WHAT NEEDS TO BE DONE. Could all of the entries be written out exactly, with any pictures omitted?

>>

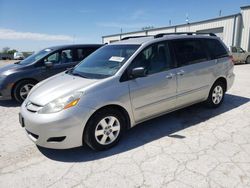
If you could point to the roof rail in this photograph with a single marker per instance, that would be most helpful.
(133, 37)
(184, 33)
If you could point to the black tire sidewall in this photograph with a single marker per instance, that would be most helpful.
(209, 101)
(248, 60)
(16, 91)
(89, 133)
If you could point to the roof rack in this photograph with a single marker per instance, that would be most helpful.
(133, 37)
(184, 33)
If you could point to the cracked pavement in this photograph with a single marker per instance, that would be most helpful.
(192, 147)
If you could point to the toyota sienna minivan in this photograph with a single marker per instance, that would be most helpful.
(123, 84)
(16, 80)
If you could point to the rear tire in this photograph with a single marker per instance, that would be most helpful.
(104, 129)
(216, 95)
(22, 89)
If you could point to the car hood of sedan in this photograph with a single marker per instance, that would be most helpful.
(58, 86)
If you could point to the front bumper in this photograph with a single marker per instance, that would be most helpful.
(60, 130)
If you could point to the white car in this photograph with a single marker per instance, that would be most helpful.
(240, 55)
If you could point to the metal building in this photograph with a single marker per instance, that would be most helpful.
(234, 29)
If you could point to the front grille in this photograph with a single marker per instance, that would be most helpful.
(56, 139)
(33, 135)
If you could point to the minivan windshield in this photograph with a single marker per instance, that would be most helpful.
(105, 62)
(35, 57)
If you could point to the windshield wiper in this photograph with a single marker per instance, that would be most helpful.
(76, 74)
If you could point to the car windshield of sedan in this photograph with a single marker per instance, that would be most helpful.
(105, 62)
(35, 57)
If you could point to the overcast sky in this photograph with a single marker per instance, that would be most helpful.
(32, 25)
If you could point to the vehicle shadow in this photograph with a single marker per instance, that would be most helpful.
(9, 103)
(149, 131)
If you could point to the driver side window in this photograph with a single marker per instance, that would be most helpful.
(155, 58)
(54, 58)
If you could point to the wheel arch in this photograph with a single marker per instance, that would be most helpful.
(223, 80)
(17, 82)
(121, 109)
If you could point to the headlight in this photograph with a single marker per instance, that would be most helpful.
(61, 104)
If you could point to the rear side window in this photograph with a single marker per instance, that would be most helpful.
(216, 49)
(189, 51)
(82, 53)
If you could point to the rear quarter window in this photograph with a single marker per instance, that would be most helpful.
(216, 49)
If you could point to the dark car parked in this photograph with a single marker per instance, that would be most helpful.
(16, 80)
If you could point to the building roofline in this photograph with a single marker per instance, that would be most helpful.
(169, 27)
(245, 7)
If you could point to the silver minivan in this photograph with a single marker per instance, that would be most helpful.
(123, 84)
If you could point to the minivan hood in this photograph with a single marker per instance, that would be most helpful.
(58, 86)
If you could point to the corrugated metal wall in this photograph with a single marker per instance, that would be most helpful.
(236, 29)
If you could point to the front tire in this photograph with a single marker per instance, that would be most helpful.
(216, 95)
(248, 60)
(22, 89)
(104, 129)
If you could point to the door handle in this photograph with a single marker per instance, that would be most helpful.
(181, 73)
(170, 76)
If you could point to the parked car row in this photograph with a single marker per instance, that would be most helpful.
(117, 87)
(16, 80)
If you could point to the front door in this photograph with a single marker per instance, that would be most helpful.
(155, 93)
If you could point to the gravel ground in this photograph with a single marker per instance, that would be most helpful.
(193, 147)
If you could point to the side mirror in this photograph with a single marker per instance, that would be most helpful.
(48, 64)
(138, 72)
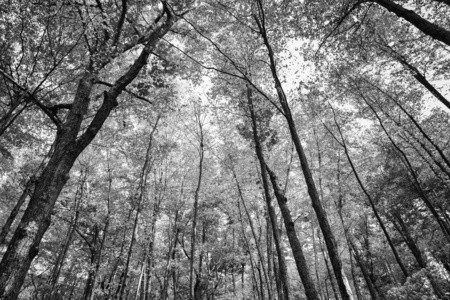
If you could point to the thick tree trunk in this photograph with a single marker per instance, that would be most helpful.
(369, 197)
(68, 145)
(12, 216)
(362, 266)
(420, 23)
(322, 218)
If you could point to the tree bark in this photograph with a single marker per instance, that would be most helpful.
(297, 250)
(369, 197)
(68, 145)
(195, 208)
(324, 224)
(12, 216)
(430, 29)
(270, 209)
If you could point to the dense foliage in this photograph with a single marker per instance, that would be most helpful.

<<

ANSWER BOX.
If you could point to the roof rail in this photograph with a single marker per instance, that would be most helpful.
(133, 37)
(184, 33)
If you could point to the black tire sidewall in this photograph with a single marker per instance, that would be most helpful.
(209, 101)
(248, 60)
(16, 91)
(89, 133)
If you could point to the roof rack in this photograph with a single marker per instance, that would be most helpful.
(133, 37)
(184, 33)
If you could point to the cracked pavement in this photograph with a single marker per instance, that would be most helpful.
(192, 147)
If you could point to the toyota sienna minivan in this photograph with a single marker per instance, that would be most helpful.
(123, 84)
(16, 80)
If you could point to the rear tire in this photograph with a single marker per instance, that would be most helpful.
(104, 129)
(216, 95)
(22, 89)
If you could point to the car hood of sedan in this photograph with a single marker per instance, that would be most helpful.
(58, 86)
If you could point to the front bumper in this photograph with a single marker per instance, that would be most helpful.
(60, 130)
If you could point to the white car in this photograph with a single marker per instance, that would be most helpful.
(240, 55)
If you could point to the metal building in this photograph with a single marker per instance, that would be most helpful.
(234, 29)
If you could point to the front grille in this photograph with a single marker per instance, that would be most helpful.
(56, 139)
(33, 135)
If you could point to the minivan windshield in this photograph with a single marker per instance, that would be most helpful.
(105, 62)
(35, 57)
If you could point to the windshield wiper in this photograph with a single marker per instance, that would be most helpful.
(76, 74)
If you could point to the car windshield of sedan in this photograph with a single marker per instance, that would be most helpful.
(105, 62)
(35, 57)
If you could point to the overcast sky in this photograph with a single marker per instance, that would be most helpful.
(32, 25)
If you could point to the vehicle shadow in this photograph with a single marker per instance, that would be most helpful.
(9, 103)
(149, 131)
If you could point to the driver side window in this photograph with a single marker per instance, that would be most helpful.
(155, 58)
(54, 58)
If you could point to the wheel arch in this photograph with a single marker per instance, that would be most helpful.
(223, 80)
(17, 82)
(121, 109)
If you could point to the headlight in this photograph with a single marker per instance, that would be most helpful.
(61, 104)
If you could point to the rear side window in this photograph with a single marker per instance, that would be most helpful.
(216, 49)
(189, 51)
(82, 53)
If you could point to the rear quarter window in this photograph with a single marker per instance, that would be most helpful.
(216, 49)
If you could point to the dark car parked in this photograph with a single marker per instance, that would be most helpful.
(16, 80)
If you could point to the building roofline in this photograph with a single marker per instance, that would be most helpful.
(169, 27)
(245, 7)
If you could point to the silver minivan in this photograph with a single marker per instance, that would be most helpful.
(123, 84)
If you could point to the minivan hood in this photograph with a single marker per instance, that would be most helpful.
(58, 86)
If you could point to the corrugated metal wall in this photograph with a single marker per instance, that would be most helpful.
(236, 29)
If you could point to the front tire in this photograph with a single marker per instance, that would be most helpful.
(216, 95)
(248, 60)
(22, 89)
(104, 129)
If you could point to the door handle in this photograph with a single marker per instance, that would be most helpful.
(181, 73)
(170, 76)
If you could point to the parked car row in this photograph with a single marker per instance, that would be most helpful.
(117, 87)
(16, 80)
If you could point to the front door in this photograph with a single marker per instance, that would be most helpful.
(155, 93)
If you could point to the gravel ground in this photograph with a single marker per instance, that would be most helpful.
(193, 147)
If you could point to the side mirror in this photograph with a single marker per instance, that would be most helpful.
(48, 64)
(138, 72)
If you could point to the thick tree trunk in this photograph with a single marker per instance, that would be most helpful.
(369, 197)
(68, 145)
(12, 216)
(362, 266)
(420, 23)
(322, 218)
If you could point to the tree bark in this photograph with a single marker per instance, that would be most helpful.
(297, 250)
(369, 197)
(68, 145)
(195, 208)
(324, 224)
(12, 216)
(430, 29)
(270, 209)
If you could point to the dense foliage in this photograph with a single marker per instance, that would be most helpful.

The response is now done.